Exercise goal: The records below are to be quoted in full; please keep every word exact.

Stored data:
···
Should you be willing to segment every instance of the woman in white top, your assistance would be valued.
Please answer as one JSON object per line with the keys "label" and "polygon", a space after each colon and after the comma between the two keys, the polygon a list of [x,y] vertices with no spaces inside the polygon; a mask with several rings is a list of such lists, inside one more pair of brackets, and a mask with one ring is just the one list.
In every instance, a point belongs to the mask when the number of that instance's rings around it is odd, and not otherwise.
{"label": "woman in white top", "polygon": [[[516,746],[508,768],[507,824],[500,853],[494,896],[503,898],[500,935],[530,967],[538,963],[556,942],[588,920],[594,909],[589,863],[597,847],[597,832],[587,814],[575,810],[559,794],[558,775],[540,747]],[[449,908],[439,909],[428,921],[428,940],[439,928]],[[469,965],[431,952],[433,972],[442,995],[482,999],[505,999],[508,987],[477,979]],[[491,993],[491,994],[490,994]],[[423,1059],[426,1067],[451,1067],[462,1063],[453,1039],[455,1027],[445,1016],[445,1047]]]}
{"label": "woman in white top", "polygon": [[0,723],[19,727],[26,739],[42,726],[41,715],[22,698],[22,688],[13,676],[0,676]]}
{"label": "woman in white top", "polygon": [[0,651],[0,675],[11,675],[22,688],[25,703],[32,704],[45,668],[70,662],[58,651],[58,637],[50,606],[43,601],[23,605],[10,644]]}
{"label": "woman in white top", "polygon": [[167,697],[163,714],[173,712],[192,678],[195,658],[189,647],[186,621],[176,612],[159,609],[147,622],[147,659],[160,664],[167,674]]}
···
Solution to the problem:
Should you be willing to segment every instance of the woman in white top, your assistance would be valued.
Please answer as one JSON object per line with the keys "label" and "polygon", a space after each colon and after the comma between the two keys, the polygon a list of [x,y] vertices with no spaces inside the polygon; a mask with several rings is a list of such lists, inside one more pair of brackets, and a mask with one ring is just the one list.
In every instance, a point belongs to the mask when the number of that instance's rings around it is odd, and not otherwise.
{"label": "woman in white top", "polygon": [[[516,746],[508,768],[507,824],[500,853],[494,896],[503,898],[500,935],[530,967],[538,963],[556,942],[588,920],[594,909],[589,863],[597,847],[597,832],[587,814],[575,810],[559,794],[558,775],[540,747]],[[449,908],[439,909],[428,921],[428,940],[439,928]],[[469,965],[431,952],[433,972],[442,995],[482,999],[505,999],[508,987],[477,979]],[[491,993],[491,994],[490,994]],[[423,1059],[426,1067],[451,1067],[462,1063],[453,1039],[455,1027],[445,1016],[445,1047]]]}
{"label": "woman in white top", "polygon": [[0,723],[19,727],[26,739],[42,726],[41,715],[22,698],[22,688],[13,676],[0,676]]}
{"label": "woman in white top", "polygon": [[0,651],[0,675],[11,675],[22,688],[25,703],[32,704],[45,668],[70,662],[58,651],[58,637],[50,606],[43,601],[23,605],[10,644]]}
{"label": "woman in white top", "polygon": [[167,697],[163,714],[173,712],[192,678],[195,658],[189,647],[186,621],[176,612],[159,609],[147,622],[147,659],[160,664],[167,674]]}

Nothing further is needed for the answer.